▶ _Source text_
━━━━━━
Two years after being thrown up to three metres across a room by an electric shock, she has confirmed she never resumed work at the hospital.
She told the Sunday Canberra Times she was still on cardiac medication and suffers from other serious ongoing medical problems. She has had to rely on financial support from her family to support her two children.
''I feel they tried to sweep this case under the carpet,'' she said. ''[It is] as if they're trying to avoid recognising the significance of the accident.''
Ms Virtue said she attempted three return-to-work programs at Canberra Hospital, the first of which was several months after the accident.
These failed to get her back to work at the hospital where she had worked for most of the past 19 years as a registered nurse.
To make matters worse, Ms Virtue said she had temporarily reduced her working hours to eight hours a week because of family reasons.
She was due to return to at least three times this amount of hours the week following the accident.
The fact she was working fewer hours at the time of the incident meant her weekly payments from Comcare - which has not paid her a lump sum - were considerably less than they could have been.
In July 2010, Ms Virtue was working in the surgical recovery unit when she received an electric shock, believed to have been caused by exposed wires in a power cord.
Staff heard a loud bang and saw a blue flame. The report into her accident, which claimed she returned to work after three days, was written by an investigator from the Justice and Community Safety Directorate as well as the ACT Work Safety Commissioner.
━━━━━━
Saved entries
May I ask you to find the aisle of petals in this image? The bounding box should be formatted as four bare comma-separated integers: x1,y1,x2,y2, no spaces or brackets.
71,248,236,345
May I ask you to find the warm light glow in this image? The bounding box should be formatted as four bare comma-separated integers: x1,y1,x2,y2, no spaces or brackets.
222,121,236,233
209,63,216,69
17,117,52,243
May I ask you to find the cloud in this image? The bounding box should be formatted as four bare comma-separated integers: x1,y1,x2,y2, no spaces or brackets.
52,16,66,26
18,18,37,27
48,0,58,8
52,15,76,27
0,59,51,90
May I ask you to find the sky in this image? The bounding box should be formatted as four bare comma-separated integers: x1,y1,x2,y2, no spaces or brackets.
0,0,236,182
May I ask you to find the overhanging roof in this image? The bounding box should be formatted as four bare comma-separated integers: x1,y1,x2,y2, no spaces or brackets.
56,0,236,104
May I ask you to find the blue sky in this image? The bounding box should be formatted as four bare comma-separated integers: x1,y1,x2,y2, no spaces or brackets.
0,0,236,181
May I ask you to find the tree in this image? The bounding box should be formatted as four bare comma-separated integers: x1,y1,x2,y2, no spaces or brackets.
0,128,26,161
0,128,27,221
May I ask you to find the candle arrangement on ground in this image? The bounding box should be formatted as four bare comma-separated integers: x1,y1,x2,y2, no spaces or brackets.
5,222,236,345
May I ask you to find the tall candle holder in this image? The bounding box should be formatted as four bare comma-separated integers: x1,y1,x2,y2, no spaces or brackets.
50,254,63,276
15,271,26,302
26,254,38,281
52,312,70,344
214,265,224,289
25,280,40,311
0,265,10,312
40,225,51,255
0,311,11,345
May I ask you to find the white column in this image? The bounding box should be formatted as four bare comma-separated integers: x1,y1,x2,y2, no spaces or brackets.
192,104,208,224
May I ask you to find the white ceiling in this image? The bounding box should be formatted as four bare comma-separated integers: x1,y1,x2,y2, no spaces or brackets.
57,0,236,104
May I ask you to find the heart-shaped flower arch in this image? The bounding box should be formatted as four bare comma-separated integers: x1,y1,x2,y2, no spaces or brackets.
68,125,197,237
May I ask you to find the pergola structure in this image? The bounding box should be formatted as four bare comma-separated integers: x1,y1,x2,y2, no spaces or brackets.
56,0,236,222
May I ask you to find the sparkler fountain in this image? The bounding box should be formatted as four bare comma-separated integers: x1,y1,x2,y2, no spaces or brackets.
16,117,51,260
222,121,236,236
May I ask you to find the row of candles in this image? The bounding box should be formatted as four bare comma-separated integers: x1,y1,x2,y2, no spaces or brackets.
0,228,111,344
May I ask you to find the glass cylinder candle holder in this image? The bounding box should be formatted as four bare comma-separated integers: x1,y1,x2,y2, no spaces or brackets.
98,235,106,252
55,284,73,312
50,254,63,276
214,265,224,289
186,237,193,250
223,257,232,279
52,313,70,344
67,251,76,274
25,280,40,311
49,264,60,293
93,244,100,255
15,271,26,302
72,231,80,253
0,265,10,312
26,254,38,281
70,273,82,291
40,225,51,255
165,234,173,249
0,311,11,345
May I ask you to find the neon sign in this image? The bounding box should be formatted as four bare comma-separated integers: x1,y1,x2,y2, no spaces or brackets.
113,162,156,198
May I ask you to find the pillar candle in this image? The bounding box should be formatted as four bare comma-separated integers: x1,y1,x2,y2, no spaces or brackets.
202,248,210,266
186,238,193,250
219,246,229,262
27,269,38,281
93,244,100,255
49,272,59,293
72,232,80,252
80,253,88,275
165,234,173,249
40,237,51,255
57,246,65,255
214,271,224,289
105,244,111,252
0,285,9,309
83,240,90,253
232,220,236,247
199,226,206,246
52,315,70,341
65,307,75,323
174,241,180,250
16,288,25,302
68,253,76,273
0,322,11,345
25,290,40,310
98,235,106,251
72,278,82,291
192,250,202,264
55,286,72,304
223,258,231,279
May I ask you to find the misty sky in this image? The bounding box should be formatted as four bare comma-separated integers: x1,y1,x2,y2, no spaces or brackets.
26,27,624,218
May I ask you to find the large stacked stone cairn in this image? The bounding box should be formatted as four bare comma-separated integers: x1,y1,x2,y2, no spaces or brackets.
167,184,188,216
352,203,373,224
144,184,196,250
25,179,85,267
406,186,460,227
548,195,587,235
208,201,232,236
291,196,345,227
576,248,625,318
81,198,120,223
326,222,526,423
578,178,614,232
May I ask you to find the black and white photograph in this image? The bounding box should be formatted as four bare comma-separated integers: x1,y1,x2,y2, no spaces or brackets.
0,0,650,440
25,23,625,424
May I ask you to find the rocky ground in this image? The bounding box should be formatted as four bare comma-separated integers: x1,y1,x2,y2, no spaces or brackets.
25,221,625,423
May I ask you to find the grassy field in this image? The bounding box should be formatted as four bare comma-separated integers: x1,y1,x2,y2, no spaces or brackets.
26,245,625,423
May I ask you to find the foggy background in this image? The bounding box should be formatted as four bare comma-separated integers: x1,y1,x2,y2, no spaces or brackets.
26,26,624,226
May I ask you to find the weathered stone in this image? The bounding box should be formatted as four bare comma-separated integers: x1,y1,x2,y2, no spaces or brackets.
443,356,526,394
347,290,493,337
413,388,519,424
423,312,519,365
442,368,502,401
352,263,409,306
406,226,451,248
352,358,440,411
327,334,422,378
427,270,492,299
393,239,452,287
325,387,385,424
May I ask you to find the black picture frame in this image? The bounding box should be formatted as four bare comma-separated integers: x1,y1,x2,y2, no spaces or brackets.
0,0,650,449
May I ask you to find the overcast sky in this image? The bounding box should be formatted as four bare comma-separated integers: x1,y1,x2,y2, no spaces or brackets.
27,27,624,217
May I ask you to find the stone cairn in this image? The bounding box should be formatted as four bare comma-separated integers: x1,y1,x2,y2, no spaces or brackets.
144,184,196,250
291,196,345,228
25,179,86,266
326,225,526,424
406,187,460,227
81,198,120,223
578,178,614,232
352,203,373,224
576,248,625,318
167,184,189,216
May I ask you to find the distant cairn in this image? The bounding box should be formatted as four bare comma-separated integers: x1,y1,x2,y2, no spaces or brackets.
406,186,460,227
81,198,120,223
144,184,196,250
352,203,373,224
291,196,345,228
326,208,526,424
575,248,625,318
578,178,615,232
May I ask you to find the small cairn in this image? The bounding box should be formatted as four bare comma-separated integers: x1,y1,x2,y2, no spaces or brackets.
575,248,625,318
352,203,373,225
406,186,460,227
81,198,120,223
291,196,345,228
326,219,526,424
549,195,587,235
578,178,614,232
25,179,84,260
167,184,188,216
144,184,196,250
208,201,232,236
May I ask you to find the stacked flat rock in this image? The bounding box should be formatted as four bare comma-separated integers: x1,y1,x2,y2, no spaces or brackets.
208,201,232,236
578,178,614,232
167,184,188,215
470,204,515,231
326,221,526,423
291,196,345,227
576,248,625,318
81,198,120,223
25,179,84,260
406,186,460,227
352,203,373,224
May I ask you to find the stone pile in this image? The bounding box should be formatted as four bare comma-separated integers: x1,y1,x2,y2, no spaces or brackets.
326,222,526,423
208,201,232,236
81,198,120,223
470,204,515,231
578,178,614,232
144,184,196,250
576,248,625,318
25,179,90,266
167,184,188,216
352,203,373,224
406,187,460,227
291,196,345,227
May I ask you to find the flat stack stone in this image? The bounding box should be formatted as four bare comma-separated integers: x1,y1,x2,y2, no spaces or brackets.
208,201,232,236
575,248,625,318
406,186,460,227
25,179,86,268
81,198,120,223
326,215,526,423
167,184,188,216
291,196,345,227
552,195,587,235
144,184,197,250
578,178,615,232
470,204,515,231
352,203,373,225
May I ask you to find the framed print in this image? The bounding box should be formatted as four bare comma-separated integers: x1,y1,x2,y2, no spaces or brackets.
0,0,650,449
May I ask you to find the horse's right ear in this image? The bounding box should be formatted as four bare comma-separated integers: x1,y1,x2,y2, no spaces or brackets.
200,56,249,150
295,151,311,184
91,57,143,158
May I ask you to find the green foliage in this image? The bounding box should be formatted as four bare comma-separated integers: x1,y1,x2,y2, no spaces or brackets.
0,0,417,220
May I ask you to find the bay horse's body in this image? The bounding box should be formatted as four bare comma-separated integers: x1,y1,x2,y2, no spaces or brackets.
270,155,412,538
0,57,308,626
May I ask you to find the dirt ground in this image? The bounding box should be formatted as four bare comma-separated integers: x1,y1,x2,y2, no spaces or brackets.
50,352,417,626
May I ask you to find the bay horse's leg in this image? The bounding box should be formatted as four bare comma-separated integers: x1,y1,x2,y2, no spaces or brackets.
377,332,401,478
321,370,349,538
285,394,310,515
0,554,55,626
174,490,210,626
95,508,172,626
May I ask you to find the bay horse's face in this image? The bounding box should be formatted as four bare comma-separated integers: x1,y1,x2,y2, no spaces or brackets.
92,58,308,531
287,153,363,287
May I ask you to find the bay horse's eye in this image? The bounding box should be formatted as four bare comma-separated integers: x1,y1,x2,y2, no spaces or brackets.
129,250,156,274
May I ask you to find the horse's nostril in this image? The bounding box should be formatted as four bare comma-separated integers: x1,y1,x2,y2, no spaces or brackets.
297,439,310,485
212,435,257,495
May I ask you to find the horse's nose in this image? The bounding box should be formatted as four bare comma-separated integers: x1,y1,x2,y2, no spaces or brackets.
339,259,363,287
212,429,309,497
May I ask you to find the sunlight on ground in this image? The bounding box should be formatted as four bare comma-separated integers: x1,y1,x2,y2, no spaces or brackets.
━━━━━━
▶ _Assignment A_
According to the news report about the nurse, how long had Ms Virtue worked at the hospital as a registered nurse?
▶ _Assignment B_
Translate this sentence from the news report about the nurse into Spanish: "Staff heard a loud bang and saw a blue flame."
▶ _Assignment C_
Carry the news report about the nurse forward from its final sentence.
These lines have nothing to do with the news report about the nurse.

▶ _Answer section A_
For most of the past 19 years.

▶ _Answer section B_
El personal oyó un fuerte estallido y vio una llama azul.

▶ _Answer section C_
Ms Virtue said she was not interviewed by investigators.
Liberal MLA Vicki Dunne will be taking Ms Virtue's complaint to ACT Attorney-General Simon Corbell who tabled the report in the assembly.
''There's an apparent attempt to minimise the seriousness of the incident if not a straight cover-up,'' Ms Dunne said.
Ms Dunne said there had been not enough follow up by the hospital into Ms Virtue's health.
After the report was tabled in the ACT Legislative Assembly, Ms Virtue complained in an email to a senior manager at WorkSafe ACT in August last year.
Work Safety commissioner Mark McCabe said there was no point interviewing Ms Virtue because the facts about what happened were easily established and not contested.
Mr McCabe said the inaccurate information provided to his office about when she returned to work did not change his assessment of the accident as being in the most serious category.
A Health Directorate spokeswoman said she could not discuss Ms Virtue's specific case. However, injured staff were encouraged to return to work as part of a planned rehabilitation program when appropriate.